MATERIAL →
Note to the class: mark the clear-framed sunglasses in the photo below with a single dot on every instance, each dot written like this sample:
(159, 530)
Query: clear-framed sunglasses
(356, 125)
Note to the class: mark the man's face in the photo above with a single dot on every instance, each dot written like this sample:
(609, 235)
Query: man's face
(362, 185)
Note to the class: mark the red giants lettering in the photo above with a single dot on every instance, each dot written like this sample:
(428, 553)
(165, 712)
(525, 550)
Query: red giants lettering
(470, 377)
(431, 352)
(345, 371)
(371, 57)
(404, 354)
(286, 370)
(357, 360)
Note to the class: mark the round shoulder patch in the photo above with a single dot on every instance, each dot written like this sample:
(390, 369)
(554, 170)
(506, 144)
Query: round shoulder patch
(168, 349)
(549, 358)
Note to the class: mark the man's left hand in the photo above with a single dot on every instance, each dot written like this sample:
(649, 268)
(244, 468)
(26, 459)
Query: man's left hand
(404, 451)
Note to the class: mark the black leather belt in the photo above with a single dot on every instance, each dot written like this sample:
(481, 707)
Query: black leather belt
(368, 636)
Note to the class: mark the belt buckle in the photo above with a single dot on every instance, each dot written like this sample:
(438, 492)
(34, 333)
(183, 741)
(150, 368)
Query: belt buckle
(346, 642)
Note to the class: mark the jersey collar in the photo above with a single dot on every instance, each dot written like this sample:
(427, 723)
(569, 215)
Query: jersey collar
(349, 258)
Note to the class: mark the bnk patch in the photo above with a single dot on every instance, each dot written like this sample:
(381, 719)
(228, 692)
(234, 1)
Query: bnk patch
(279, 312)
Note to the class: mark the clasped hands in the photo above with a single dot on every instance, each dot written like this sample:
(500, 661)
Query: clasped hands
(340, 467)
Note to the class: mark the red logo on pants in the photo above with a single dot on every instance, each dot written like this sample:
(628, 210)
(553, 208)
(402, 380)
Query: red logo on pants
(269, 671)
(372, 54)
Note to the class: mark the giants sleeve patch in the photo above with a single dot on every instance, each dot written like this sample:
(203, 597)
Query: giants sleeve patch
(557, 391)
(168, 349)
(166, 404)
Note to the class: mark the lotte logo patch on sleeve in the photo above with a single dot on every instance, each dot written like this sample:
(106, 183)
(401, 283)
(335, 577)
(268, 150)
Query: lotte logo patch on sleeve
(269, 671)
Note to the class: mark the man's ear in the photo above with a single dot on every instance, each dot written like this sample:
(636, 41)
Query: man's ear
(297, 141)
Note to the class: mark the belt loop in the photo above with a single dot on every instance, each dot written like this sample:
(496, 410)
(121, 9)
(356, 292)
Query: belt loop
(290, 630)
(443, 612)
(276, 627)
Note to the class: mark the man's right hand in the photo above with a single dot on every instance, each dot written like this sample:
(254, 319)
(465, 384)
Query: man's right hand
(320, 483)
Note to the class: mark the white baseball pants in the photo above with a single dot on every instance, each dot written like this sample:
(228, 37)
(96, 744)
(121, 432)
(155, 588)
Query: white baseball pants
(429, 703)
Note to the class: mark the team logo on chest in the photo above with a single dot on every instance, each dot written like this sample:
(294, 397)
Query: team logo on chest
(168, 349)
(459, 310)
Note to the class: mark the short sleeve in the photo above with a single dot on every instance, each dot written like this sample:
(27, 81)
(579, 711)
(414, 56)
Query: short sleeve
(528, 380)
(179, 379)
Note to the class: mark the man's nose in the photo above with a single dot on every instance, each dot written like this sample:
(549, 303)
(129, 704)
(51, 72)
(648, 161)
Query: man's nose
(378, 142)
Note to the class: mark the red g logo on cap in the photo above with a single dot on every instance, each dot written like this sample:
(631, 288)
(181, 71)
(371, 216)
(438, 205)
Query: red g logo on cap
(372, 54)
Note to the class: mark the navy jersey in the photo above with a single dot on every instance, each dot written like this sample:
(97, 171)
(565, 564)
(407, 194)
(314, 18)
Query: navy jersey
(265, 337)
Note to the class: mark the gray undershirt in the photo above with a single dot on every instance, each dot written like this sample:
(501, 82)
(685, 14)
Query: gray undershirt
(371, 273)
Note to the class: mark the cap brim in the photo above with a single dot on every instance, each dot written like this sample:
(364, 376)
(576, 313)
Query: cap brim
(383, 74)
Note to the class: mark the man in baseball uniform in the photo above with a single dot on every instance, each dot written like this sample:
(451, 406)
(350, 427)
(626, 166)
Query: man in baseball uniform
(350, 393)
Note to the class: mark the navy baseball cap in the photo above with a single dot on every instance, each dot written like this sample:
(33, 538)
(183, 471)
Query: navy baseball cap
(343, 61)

INSTRUCTIONS FOR THE TASK → Reproduce verbatim every line from the one containing "Note to the class: mark the man in" down to the end of the records, including both the first and the last line.

SOLUTION BELOW →
Note to the class: mark the man in baseball uniform in the photo above with a single dot on every instance, each dot written like this sample:
(451, 406)
(350, 427)
(626, 166)
Query: man in baseball uniform
(350, 393)
Note to the class: mark the navy baseball cap in the photo above with a single dot on every instance, each dot written like this sample:
(33, 538)
(183, 471)
Query: navy baseball cap
(343, 61)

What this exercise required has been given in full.